> BRIEF
Present every item below as a numbered list, omitting any blank lines.

Start AVAILABLE DATA

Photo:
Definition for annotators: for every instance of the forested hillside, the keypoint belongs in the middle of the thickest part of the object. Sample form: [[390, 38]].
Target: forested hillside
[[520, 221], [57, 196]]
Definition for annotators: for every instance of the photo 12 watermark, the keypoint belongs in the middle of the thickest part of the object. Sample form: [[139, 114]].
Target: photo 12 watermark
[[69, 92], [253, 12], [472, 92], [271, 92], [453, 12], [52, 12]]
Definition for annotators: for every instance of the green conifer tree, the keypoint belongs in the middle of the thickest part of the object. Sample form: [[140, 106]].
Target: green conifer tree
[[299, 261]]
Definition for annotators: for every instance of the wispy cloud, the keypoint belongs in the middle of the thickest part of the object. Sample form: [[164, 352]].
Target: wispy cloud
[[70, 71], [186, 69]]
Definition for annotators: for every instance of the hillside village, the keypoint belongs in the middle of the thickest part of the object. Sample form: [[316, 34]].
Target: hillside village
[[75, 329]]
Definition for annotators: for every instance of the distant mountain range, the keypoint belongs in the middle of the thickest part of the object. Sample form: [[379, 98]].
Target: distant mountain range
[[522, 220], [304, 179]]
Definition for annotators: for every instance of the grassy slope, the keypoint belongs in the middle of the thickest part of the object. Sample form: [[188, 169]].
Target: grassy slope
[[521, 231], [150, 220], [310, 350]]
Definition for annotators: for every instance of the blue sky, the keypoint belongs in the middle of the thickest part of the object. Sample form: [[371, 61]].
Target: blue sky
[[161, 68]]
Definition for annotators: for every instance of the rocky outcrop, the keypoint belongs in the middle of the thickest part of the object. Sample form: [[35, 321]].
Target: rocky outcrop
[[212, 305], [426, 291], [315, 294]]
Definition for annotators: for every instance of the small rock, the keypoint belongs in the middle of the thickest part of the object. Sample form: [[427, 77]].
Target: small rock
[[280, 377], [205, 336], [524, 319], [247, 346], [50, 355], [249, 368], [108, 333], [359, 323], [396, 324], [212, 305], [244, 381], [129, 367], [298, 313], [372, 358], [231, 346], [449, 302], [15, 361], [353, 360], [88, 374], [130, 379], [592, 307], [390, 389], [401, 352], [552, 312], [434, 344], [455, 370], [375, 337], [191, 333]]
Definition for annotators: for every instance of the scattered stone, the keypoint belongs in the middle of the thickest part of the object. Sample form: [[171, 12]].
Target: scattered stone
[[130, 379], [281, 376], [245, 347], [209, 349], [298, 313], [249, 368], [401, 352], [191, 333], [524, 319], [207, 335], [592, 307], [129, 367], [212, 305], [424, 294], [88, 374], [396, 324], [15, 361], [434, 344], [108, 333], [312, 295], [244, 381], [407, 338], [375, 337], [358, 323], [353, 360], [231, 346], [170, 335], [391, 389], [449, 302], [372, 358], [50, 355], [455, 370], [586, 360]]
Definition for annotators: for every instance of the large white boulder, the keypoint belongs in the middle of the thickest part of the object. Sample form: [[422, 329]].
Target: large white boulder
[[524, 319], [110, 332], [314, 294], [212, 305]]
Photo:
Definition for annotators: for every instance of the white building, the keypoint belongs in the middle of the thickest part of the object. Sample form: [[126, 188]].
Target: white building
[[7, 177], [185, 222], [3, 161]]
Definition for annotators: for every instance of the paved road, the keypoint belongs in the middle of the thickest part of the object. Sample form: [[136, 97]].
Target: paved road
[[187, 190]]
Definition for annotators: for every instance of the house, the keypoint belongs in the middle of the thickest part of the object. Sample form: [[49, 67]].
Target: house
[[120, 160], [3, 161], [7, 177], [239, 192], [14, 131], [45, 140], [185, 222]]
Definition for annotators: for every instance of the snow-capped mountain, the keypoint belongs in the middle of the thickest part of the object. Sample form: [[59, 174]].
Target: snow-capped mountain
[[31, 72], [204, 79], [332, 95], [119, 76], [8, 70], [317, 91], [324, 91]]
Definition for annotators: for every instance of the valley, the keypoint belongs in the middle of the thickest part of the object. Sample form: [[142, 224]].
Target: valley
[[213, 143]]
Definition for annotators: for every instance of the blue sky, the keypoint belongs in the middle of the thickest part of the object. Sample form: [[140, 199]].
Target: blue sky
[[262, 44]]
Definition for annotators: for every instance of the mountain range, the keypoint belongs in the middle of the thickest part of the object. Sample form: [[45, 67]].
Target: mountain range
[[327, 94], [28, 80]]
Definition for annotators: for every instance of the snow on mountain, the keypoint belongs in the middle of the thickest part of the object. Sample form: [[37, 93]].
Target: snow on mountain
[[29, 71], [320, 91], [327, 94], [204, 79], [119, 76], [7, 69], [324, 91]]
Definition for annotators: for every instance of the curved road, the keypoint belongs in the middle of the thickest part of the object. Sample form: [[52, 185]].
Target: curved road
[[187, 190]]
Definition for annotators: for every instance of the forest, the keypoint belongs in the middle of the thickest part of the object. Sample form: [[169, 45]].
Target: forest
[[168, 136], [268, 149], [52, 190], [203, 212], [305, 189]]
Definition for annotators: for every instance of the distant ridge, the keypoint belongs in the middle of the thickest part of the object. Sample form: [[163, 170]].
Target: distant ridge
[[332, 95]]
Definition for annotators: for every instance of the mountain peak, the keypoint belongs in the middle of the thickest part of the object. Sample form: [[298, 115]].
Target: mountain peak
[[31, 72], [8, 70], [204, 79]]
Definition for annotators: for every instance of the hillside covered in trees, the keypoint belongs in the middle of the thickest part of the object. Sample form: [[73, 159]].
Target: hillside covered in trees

End AVAILABLE DATA

> OUTPUT OF THE TASK
1. Photo:
2. Definition for annotators: for every instance of the forested hillside, the keypoint belongs in the middle of the thickest part of the object. Sample form: [[390, 38]].
3. Target: forested hillside
4. [[520, 221], [57, 196]]
5. Definition for annotators: for every instance of the photo 12 watermark, the keypoint belongs in the middle of the thickest part of the object. Sample form: [[139, 114]].
6. Target: photo 12 watermark
7. [[69, 92], [253, 12], [472, 92], [271, 92], [453, 12], [52, 12]]
8. Definition for annotators: for every instance of the green conifer tree, the keypoint belongs in the middle of the thickest part of the object. Sample form: [[140, 106]].
9. Target: green conifer tree
10. [[299, 261]]
11. Definition for annotators: for every instance of the wispy cloud, the keypoint belongs in the middle of the thickest part of the object. Sample form: [[164, 352]].
12. Target: wispy cloud
13. [[70, 71], [186, 69]]
14. Definition for annotators: for every instance of the hillside village, the keypoint belongs in the middle of the thickest part of the object. Sample form: [[316, 34]].
15. Target: hillside village
16. [[75, 329]]
17. Definition for annotators: for every instance of the distant mountain range, the keypoint belongs in the middle of the thickest part of the object. Sample form: [[379, 98]].
18. Target: distant mountain range
19. [[522, 220], [304, 179]]
20. Definition for annotators: for every instance of the grassy slope, the keypoint belongs in the middle of the thickest part of the object. Sample form: [[188, 169]].
21. Target: grassy slope
22. [[521, 231], [150, 220], [310, 350]]
23. Definition for annotators: for every instance of the blue sky, the keypoint belongs in the middle of the thickest part of the object. Sample form: [[371, 61]].
24. Target: blue sky
25. [[161, 68]]
26. Definition for annotators: for every instance of the rocky outcrop, the keypoint belongs in the middle of the thickest part of the object. Sample form: [[35, 321]].
27. Target: rocky outcrop
28. [[212, 305], [426, 291], [315, 294]]
29. Definition for annotators: for every instance of the small rock, the keypoint belongs in the middle of the thickest part of the object. Sample form: [[427, 77]].
30. Target: small rock
31. [[280, 377], [205, 336], [524, 319], [247, 346], [50, 355], [249, 368], [108, 333], [359, 323], [396, 324], [212, 305], [244, 381], [129, 367], [298, 313], [372, 358], [231, 346], [449, 302], [15, 361], [353, 360], [88, 374], [130, 379], [592, 307], [390, 389], [401, 352], [552, 312], [434, 344], [455, 370], [375, 337], [191, 333]]
32. Definition for annotators: for every instance of the scattered stone, the keypoint belongs in the middle of the thickest part of the object. Sample form: [[171, 12]].
33. Target: scattered stone
34. [[130, 379], [281, 376], [245, 347], [209, 349], [298, 313], [249, 368], [401, 352], [191, 333], [524, 319], [207, 335], [592, 307], [129, 367], [212, 305], [424, 294], [88, 374], [396, 324], [15, 361], [434, 344], [108, 333], [312, 295], [244, 381], [407, 338], [375, 337], [358, 323], [353, 360], [231, 346], [170, 335], [391, 389], [449, 302], [372, 358], [50, 355], [455, 370], [586, 360]]
35. Definition for annotators: for every instance of the large white boulder, the keypoint belongs in the middle of the thickest part of the object. Sample form: [[422, 329]].
36. Target: large white boulder
37. [[524, 319], [110, 332], [314, 294], [212, 305]]
38. Photo:
39. Definition for annotators: for every instance of the white building, the keypoint belongs in the middle of the thickest part of the object. Sample form: [[126, 188]].
40. Target: white building
41. [[7, 177], [185, 222], [3, 161]]
42. Definition for annotators: for every instance of the paved road, the keypoint belongs in the middle of the thickest part of the object. Sample form: [[136, 97]].
43. Target: paved road
44. [[187, 190]]
45. Definition for annotators: for every instance of the house, the keypoint belongs in the middle of the thickest part of the object. Sample form: [[49, 67]].
46. Target: house
47. [[120, 160], [3, 161], [7, 177], [239, 192], [14, 131], [45, 140], [185, 222]]
48. Definition for annotators: for every instance of the snow-capped mountain, the keypoint belongs in the middle of the thickest part of the object. Sample form: [[59, 174]].
49. Target: snow-capped mountain
50. [[31, 72], [204, 79], [332, 95], [119, 76], [8, 70], [317, 91], [324, 91]]
51. Definition for annotators: for every instance of the valley, the keypoint belongs in the middle of the thickest part of the object. Sample form: [[142, 224]].
52. Target: valley
53. [[213, 143]]
54. Definition for annotators: for every instance of the blue sky, the keypoint belongs in the middle of the thickest part of the object. Sample form: [[140, 199]].
55. Target: blue sky
56. [[262, 44]]
57. Definition for annotators: for every instance of the mountain range, the keypoint belongs in the middle of the thickest part of the object. Sample form: [[45, 67]].
58. Target: mountain range
59. [[327, 94], [28, 80]]
60. Definition for annotators: for every instance of the snow on mountain, the keypoint belongs in the middle of the thickest part of the object. Sample form: [[37, 93]].
61. Target: snow on mountain
62. [[29, 71], [320, 91], [327, 94], [204, 79], [119, 76], [7, 69], [324, 91]]
63. Definition for annotators: for every instance of the curved road, the keypoint belongs in the middle of the thickest part of the object. Sample form: [[52, 185]].
64. Target: curved road
65. [[187, 190]]
66. Definition for annotators: for every instance of the forest, the keypoint belongs in the middle of the thickest part of the object. Sample form: [[169, 45]].
67. Target: forest
68. [[168, 136], [268, 149], [52, 190], [203, 212], [305, 189]]
69. Definition for annotators: for every instance of the distant ridge, the keypoint belongs in the middle of the thickest part of the object. Sample form: [[163, 170]].
70. Target: distant ridge
71. [[332, 95]]
72. Definition for annotators: for every instance of the mountain peak, the keypoint belongs in the middle of the thickest part of the object. Sample form: [[298, 115]].
73. Target: mountain peak
74. [[31, 72], [8, 70], [204, 79]]
75. Definition for annotators: for every instance of the hillside covered in trees, the keypoint belongs in the middle of the thickest part of the object. Sample form: [[73, 159]].
76. Target: hillside covered in trees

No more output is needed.